EXTRAIT À LIRE —

+===+

Qu'est-ce qui se dessine réellement sur la scène politique algérienne ? Des agitations, des rumeurs, des retours, des interrogations et un constat d'échec ! Les dernières manœuvres sont effectivement décisives pour l'avenir des alliés du président.

L'éventuel retour d'Ahmed Ouyahia au RND, de Abdelaziz Belkhadem au FLN et de Aboudjerra Soltani au MSP, laisse entendre qu'il y a une volonté de faire de l'ordre dans la maison « système ». Mais avec une ancienne recette : l'alliance présidentielle.

Dès lors la question d'une lutte « finale » entre les différentes tendances idéologiques du « système » est tellement justifiée. Entre les deux institutions très puissantes du moment, l'armée surtout son bras d'intelligence et la présidence qui a pris beaucoup plus des trois quarts du pouvoir politique après 1999. On vit ainsi un jeu de repositionnement et de redistribution des cartes pour les échéances à venir.

Ou, finalement, ce n'est qu'une énième hâblerie pour sonder la température chez les autres protagonistes.

La compréhension difficile !

+===+

Entrées d'un jeu de données de pointage
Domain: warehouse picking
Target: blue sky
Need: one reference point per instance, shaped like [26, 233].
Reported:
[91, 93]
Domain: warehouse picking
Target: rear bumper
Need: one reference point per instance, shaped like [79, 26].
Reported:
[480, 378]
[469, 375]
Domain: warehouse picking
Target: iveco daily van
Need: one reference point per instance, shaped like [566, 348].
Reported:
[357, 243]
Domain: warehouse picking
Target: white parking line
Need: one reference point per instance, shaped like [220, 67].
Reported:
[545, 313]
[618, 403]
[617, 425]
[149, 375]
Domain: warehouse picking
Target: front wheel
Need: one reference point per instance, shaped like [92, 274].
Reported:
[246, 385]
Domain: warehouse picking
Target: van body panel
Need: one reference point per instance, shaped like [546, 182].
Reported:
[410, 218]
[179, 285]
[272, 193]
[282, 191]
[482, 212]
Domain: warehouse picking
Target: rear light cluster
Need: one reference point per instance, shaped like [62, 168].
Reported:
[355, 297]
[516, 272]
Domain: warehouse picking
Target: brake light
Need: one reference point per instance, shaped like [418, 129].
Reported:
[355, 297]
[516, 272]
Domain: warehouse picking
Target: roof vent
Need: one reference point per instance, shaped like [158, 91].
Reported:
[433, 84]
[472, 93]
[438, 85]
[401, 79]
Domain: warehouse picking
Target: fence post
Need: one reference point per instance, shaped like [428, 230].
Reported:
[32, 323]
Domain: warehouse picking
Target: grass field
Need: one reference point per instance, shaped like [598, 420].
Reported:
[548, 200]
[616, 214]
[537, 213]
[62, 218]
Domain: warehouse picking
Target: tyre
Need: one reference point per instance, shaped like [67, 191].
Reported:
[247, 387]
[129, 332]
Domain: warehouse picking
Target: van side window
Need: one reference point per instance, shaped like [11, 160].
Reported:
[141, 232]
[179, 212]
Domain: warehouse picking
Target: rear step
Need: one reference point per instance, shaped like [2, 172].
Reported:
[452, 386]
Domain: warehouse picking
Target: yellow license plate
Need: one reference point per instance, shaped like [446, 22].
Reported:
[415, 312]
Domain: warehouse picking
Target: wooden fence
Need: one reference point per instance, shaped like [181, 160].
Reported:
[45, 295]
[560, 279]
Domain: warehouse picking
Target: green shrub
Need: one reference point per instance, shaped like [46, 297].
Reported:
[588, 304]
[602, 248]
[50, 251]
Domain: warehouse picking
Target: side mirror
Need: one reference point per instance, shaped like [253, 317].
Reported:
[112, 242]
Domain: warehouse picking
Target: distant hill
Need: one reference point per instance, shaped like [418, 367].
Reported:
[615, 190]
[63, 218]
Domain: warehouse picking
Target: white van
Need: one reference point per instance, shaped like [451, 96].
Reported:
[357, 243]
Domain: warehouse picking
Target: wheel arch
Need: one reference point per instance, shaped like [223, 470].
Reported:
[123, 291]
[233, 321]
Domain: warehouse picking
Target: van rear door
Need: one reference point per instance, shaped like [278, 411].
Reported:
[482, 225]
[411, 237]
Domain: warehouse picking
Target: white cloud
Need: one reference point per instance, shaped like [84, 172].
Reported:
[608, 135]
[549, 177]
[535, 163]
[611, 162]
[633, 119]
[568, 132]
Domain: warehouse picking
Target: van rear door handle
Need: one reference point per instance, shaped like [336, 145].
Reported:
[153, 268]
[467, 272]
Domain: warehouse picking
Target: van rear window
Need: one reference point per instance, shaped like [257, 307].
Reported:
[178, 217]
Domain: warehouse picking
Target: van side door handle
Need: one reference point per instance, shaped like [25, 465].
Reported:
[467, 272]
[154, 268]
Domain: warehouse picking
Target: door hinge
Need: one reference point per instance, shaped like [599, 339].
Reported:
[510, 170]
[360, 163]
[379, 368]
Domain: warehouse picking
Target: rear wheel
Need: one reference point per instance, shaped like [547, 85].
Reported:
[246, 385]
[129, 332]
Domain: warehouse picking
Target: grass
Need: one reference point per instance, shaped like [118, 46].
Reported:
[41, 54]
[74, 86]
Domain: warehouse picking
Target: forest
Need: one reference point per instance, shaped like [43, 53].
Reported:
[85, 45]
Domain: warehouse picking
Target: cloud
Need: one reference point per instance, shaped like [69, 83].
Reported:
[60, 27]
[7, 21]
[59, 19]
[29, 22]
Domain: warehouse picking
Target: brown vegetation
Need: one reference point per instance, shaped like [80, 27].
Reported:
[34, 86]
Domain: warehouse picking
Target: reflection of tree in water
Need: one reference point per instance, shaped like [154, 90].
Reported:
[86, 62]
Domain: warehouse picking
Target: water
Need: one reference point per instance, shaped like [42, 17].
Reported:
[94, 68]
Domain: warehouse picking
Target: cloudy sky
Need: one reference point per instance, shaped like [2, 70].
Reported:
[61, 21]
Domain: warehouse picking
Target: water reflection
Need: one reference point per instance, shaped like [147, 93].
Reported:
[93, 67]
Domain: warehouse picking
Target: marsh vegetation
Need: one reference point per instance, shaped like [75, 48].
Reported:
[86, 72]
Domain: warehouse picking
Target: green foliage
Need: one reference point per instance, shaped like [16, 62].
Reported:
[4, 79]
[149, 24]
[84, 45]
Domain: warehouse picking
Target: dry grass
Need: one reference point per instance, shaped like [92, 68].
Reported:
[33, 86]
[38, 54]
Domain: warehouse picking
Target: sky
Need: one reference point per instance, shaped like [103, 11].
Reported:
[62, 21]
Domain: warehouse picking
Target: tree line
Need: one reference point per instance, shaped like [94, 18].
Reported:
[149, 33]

+===+

Recopiez mot pour mot, dans l'extrait sur la scène politique algérienne, tout ce qui va de « Dès lors la » jusqu'à « les autres protagonistes. ».

Dès lors la question d'une lutte « finale » entre les différentes tendances idéologiques du « système » est tellement justifiée. Entre les deux institutions très puissantes du moment, l'armée surtout son bras d'intelligence et la présidence qui a pris beaucoup plus des trois quarts du pouvoir politique après 1999. On vit ainsi un jeu de repositionnement et de redistribution des cartes pour les échéances à venir.

Ou, finalement, ce n'est qu'une énième hâblerie pour sonder la température chez les autres protagonistes.